#### TASK INSTRUCTIONS:
Reproduce every line of the material below, but drop the pictures.

## start

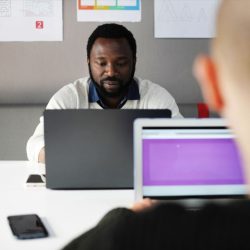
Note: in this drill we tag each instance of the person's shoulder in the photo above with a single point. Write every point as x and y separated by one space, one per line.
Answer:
145 84
149 89
79 83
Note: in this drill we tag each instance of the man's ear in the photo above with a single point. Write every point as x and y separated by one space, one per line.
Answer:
206 73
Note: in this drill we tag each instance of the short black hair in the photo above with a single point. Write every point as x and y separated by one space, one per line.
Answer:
112 30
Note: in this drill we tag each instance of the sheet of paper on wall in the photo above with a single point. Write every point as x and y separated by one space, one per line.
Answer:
185 18
31 20
109 10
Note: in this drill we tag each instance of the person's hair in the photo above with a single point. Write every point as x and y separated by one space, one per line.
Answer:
112 30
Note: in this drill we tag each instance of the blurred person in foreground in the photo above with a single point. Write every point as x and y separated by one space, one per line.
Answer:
224 78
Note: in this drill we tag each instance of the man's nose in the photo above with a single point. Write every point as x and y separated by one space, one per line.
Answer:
111 70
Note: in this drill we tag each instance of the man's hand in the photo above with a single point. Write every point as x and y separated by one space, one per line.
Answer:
143 205
41 156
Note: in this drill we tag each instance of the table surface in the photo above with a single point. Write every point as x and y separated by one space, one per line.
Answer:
65 213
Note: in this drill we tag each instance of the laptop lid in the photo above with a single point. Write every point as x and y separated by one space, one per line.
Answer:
189 160
91 149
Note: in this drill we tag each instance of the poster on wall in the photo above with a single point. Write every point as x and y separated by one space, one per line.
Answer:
185 18
109 10
31 20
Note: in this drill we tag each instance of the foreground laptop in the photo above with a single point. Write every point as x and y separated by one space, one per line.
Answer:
91 149
190 161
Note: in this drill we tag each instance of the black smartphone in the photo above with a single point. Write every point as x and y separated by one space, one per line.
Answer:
36 180
27 226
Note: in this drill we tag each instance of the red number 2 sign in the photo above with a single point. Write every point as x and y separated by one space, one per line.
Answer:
39 24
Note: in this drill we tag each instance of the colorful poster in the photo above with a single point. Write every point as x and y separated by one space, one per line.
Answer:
185 18
109 10
31 20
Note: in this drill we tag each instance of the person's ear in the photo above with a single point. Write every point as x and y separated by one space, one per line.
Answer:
206 73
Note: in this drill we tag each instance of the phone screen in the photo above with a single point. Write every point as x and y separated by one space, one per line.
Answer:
28 226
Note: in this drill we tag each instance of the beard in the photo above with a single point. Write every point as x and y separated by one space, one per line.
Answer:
121 87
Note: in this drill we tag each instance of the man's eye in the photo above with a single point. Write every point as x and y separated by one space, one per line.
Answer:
102 64
121 64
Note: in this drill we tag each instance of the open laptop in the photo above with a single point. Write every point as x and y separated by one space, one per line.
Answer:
91 149
190 161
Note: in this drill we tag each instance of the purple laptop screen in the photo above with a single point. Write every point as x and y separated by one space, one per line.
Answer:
191 162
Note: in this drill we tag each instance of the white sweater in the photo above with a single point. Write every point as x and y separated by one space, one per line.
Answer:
75 96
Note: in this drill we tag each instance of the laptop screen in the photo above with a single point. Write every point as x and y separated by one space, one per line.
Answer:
181 162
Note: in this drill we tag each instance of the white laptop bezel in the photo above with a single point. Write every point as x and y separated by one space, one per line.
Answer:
161 122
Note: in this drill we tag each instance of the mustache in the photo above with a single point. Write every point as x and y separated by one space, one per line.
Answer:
112 79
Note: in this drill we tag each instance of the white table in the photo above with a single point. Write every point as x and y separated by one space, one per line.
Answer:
66 214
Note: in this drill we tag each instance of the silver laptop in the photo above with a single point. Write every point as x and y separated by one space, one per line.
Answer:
188 160
91 149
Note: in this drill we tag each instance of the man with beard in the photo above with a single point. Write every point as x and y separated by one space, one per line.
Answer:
224 77
111 57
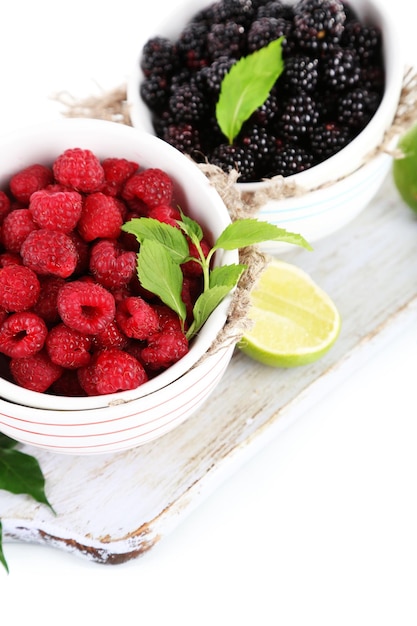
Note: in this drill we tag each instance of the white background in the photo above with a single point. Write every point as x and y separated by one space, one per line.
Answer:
321 526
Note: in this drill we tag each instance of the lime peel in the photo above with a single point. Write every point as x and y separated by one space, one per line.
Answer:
294 321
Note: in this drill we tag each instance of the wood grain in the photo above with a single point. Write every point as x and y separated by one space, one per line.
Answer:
115 507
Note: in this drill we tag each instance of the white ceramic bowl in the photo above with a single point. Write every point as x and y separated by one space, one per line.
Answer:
314 213
125 419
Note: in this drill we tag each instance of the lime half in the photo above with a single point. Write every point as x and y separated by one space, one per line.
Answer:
405 168
295 321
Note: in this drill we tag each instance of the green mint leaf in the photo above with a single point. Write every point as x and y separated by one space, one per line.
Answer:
191 228
205 305
246 86
20 473
161 275
226 275
6 442
250 231
153 230
2 557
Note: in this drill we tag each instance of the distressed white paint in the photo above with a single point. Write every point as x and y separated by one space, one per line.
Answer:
112 508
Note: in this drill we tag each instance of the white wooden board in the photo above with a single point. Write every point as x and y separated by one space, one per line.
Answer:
115 507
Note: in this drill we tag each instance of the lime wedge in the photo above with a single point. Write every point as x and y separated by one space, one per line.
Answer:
404 168
295 321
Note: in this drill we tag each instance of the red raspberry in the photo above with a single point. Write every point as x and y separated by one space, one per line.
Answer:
56 210
153 186
168 319
137 318
22 334
46 305
111 337
111 371
5 205
165 213
19 288
112 266
67 347
34 177
116 172
17 226
49 252
83 252
79 169
86 307
100 217
68 385
10 258
36 372
164 349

## end

#### SOLUTION FOR THIS PROBLEM:
Note: in this drill we tag each instance of the person's shoulder in the photo above with a single point. Write every point as x and y separated by one space, one per line.
Answer:
145 84
149 89
79 83
Note: in this drill we tag each instance of the man's ear in the photo above with a single point. Write every point as x and y separated by one space, one per line.
Answer:
206 73
Note: in this drill we tag each instance of the short black hair in the photo above with a single point. Write every point as x and y separated by one space, one per line.
Answer:
112 30
Note: in this drill we tag each instance of the sheet of paper on wall in the photo above with a single point. Write every point as x and y separated by one space, one per line.
Answer:
185 18
31 20
109 10
Note: in this drill we tag each instance of the person's hair in the photo above with a single point. Write every point as x and y separated by one space, one per line.
Answer:
112 30
Note: in this drill we tag each instance of the blurred person in foreground in the photo above with a single point. Write every point as x and y separated by one space, one per line.
Answer:
224 78
Note: in this drill we tag each instance of the man's nose in the photo above with a single point. Write every point as x and y separated by one space, one per line.
Answer:
111 70
Note: in this drill we tag each instance of the man's hand in the photo above with a single point. Write every point as x and y separated by one space, one per line.
Answer:
143 205
41 156
Note: in this drill we tag each instance of the table surface in the photo above with a single point. Write every point as x and y separated by one space, one per line.
Answer:
65 213
Note: in this drill we tag each instance of the laptop lid in the photo above with a single point. Write every point as x and y separated by one space, one per line.
Answer:
189 160
91 149
Note: in this drill we tag each instance of the poster on wall in the photo above with a single point. Write every point as x and y separated by one space, one per line.
Answer:
185 18
109 10
31 20
Note: in this drill we tag each instance of the foreground laptop in the photo above with a single point. Write every point as x and y separated by one space, one per line.
Answer:
91 149
190 161
Note: in this drill we tag each instance of the black smartphone in the photo above with a single point. Write every point as x and y separated by one space, one per line.
Answer:
36 180
27 226
Note: in this drill we tag each instance of the red number 2 sign in the photo above with a single point. Write every point as x and y separated by one space, one per line.
Answer:
39 24
Note: in this drill we tag each instance of the colorful poster in the photo above with a single point. Write every point as x and y separated by one space, one per line.
Answer:
185 18
109 10
31 20
Note: in this drill we tag each instance of the person's ear in the photo above with a single point. Write every point as x and y separated by one space, one per line.
Answer:
206 73
Note: in this drill we tag each instance of the phone screen in the photo above with a single point. Write every point as x and y separated by one space, one per line.
Answer:
28 226
Note: in this drill we tag each instance of the beard in the photo above with a single point. Write every point as x and y separated by one space, one per line.
Answer:
121 87
Note: in this drill we tag each instance of the man's eye in the photo above with a single point. Write every point as x and y separated by one space, one per line.
Answer:
102 64
121 64
Note: in this drill we tag each instance of the open laptop in the photo above with a single point. Write every point as x and y separated by one space, one per line.
Answer:
91 149
190 161
Note: in this drill we tag each instance of the purple laptop screen in the photo above with a single point. Write every point as x and y separated by one space, one per line.
Answer:
191 162
Note: in this drill we tag each instance of the white sweater in the photo above with a single point. Write every point as x and y separated by one space, one per line.
Answer:
75 96
Note: in this drill we tag each instance of the laptop screen in the photo above with a single point. Write every point as x and y separated by one space, one per line.
Answer:
181 162
Note: in this drill we tag each instance of the white laptop bezel in the photo above with a single point. Write every point as x and y separated by one space, one per line.
Answer:
161 122
Note: in this drill we tag each instance of the mustache in the photo above with a single point. Write every point as x and y separated by one space, one per line.
Answer:
112 79
Note: in this drill we tag each instance of the white table in the photo above with a single point. Write every point as x and y separated by one space, one per line.
Answer:
66 214
Note: in this drill we tag each instance of the silver laptop in the photo above with a single point. Write every point as x and y separated by one space, one per line.
Answer:
188 160
91 149
Note: in this drill we tag each instance of the man with beard in the photo above with a single point. Write every point as x and y separated by one space, one per line.
Answer:
224 77
111 57
Note: in this drill we tag each instance of the white background in the photo above with a single point. Write every point as x and y separated by one space, one per line.
Answer:
321 526
Note: in this drill we tag each instance of the lime peel in the photo above with a single point. Write every point as x and y separated by one space, one per line.
Answer:
294 321
Note: in this drill we tag each instance of the wood grain in the photo above with a single point. Write every point as x and y separated by one space, one per line.
Answer:
115 507
Note: in this drill we tag each instance of the white ceramic bowl in the photo above with a single point. Write every point as x and y separated by one space, one per line.
Answer:
314 213
125 419
Note: in this drill we tag each instance of the lime half in the photo above with a single point. Write every point as x and y separated by one space, one per line.
Answer:
405 168
295 321
Note: in this drill we tag each instance of the green mint leaf in the photo above with a single point. Write every point as x and y separated by one space, one per line.
Answer:
191 228
205 305
246 86
20 473
161 275
226 275
6 442
250 231
153 230
2 557
Note: in this drill we tag each instance of the distressed white paint in the photo above with a single point. Write every point as x and y separated by one space, one per line.
Answer:
112 508
Note: in this drill we tag each instance of the white wooden board in the photo above with a single point. Write every point as x and y separated by one space, one per line.
Answer:
115 507
Note: in this drill we tag each instance of the lime wedge in the photo above with a single point. Write every point as x and y separated by one space, one per line.
Answer:
404 168
295 321
Note: in this drill we tag each instance of the red raspberry in the photo above with a single point. Write every point as x and y separated by one space, one per line.
Answer:
56 210
153 186
168 319
137 318
22 334
46 305
111 337
111 371
5 205
165 213
19 288
112 266
67 347
34 177
116 172
17 226
49 252
83 252
79 169
86 307
100 217
68 385
10 258
36 372
164 349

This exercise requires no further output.